Rewrite all of the material below, putting "most distant from" wherever "farthest from" appears and keeping everything else the same.

begin Record extracts

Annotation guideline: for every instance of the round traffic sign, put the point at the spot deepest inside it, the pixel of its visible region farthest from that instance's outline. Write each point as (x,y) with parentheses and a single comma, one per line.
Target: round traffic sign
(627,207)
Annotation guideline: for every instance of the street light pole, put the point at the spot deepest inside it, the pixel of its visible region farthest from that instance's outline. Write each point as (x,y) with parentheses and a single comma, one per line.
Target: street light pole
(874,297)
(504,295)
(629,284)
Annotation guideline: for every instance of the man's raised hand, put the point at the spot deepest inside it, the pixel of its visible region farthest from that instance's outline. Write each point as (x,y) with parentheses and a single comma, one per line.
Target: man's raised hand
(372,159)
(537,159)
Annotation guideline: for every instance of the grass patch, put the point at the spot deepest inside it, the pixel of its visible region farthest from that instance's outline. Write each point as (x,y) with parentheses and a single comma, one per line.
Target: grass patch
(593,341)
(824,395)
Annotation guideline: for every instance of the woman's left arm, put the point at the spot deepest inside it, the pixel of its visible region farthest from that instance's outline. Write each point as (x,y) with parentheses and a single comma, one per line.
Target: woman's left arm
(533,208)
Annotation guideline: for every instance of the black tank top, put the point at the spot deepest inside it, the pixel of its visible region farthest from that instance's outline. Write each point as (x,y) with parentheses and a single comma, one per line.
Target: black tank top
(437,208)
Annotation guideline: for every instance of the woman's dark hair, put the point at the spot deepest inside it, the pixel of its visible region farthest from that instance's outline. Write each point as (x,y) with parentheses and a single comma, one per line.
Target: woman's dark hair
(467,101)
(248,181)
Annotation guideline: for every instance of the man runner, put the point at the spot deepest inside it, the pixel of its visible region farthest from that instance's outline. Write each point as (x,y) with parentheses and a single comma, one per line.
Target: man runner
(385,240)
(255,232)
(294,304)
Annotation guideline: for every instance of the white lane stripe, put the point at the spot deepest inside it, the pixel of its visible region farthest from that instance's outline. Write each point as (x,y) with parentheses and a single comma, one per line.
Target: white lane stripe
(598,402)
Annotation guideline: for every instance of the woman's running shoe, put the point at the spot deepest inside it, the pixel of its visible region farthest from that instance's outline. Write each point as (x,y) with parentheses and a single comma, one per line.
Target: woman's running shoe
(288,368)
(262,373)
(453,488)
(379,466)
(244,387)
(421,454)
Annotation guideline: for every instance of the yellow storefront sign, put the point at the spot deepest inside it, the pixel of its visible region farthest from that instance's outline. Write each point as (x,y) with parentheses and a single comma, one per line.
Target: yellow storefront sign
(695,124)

end Record extracts

## Solution to this exercise:
Annotation guideline: for every instance of the round traffic sign, put the point at the spot deepest inside it, the pixel of its visible region most distant from that instance's outline. Write each point as (x,y) with parentheses and a single comma, one per line.
Target: round traffic sign
(627,207)
Annotation guideline: for every instance of the street light pole, put the point at the spot deepest inside it, the pixel of its visible region most distant from that instance's outline. Write each point as (x,y) with parentheses and a single comma, one per line.
Target: street light pole
(874,297)
(504,295)
(629,284)
Annotation guideline: for every instance of the man's raised hand, put the point at the spot deepest inside it, the pixel of its visible region most distant from that instance's outline. Write each point as (x,y) with parentheses and a single comma, one per line.
Target: man's raised hand
(372,159)
(537,159)
Annotation guideline: for every instance of the grass patch, put the point at the spot deepest inside it, the pixel of its visible region most distant from that instance's outline. Write each point as (x,y) with parentheses and a single comma, one per line.
Target: grass patch
(593,341)
(824,395)
Annotation guideline: for every instance of the woman's left arm, put the point at the spot deepest inside it, the pixel of its visible region most distant from that instance's outline. Write each point as (x,y) with parentheses and a single comma, one per line.
Target: woman's left arm
(533,208)
Annotation guideline: for every instance of the black tank top, put the point at the spot deepest inside it, the pixel of its visible region most distant from that instance's outline. Write each point as (x,y) with parentheses and a single comma, one per line.
Target: black tank top
(437,208)
Annotation guideline: for every instance of the woman's dark hair, put the point at the spot deepest inside it, the pixel of its visible region most distant from that instance's outline. Write each point as (x,y) with parentheses and a single comma, one per line.
Target: woman's dark hair
(467,101)
(248,181)
Annotation guideline: for every instance of the man runner, put the point at the spot deepest inside it, the pixel of its visible region most distant from that instance's outline. Write each point as (x,y) with parentheses and a single comma, one per line.
Target: man runner
(385,240)
(255,232)
(294,304)
Annotation guideline: for every instance of the white lane stripe, put the point at the spot deepest inside it, the pixel of its visible region most distant from that instance's outline. Write each point as (x,y) with parentheses and a single comma, one per line.
Target: white lane stripe
(598,402)
Annotation guideline: for every instance of the woman's running shoe, put the point at the spot deepest inside it, the pixel of its visible region most distant from that instance's outline. Write each point as (x,y) with parentheses and a single comma, one per line.
Target: woman's running shoe
(288,368)
(262,373)
(453,488)
(379,466)
(244,387)
(421,454)
Annotation guideline: for every instance of the yellow storefront sign, put the point at the spot deepest inside it, the pixel of its visible region most distant from that instance's outline. Write each point as (x,y) with parentheses and a single comma, one per line.
Target: yellow storefront sign
(695,124)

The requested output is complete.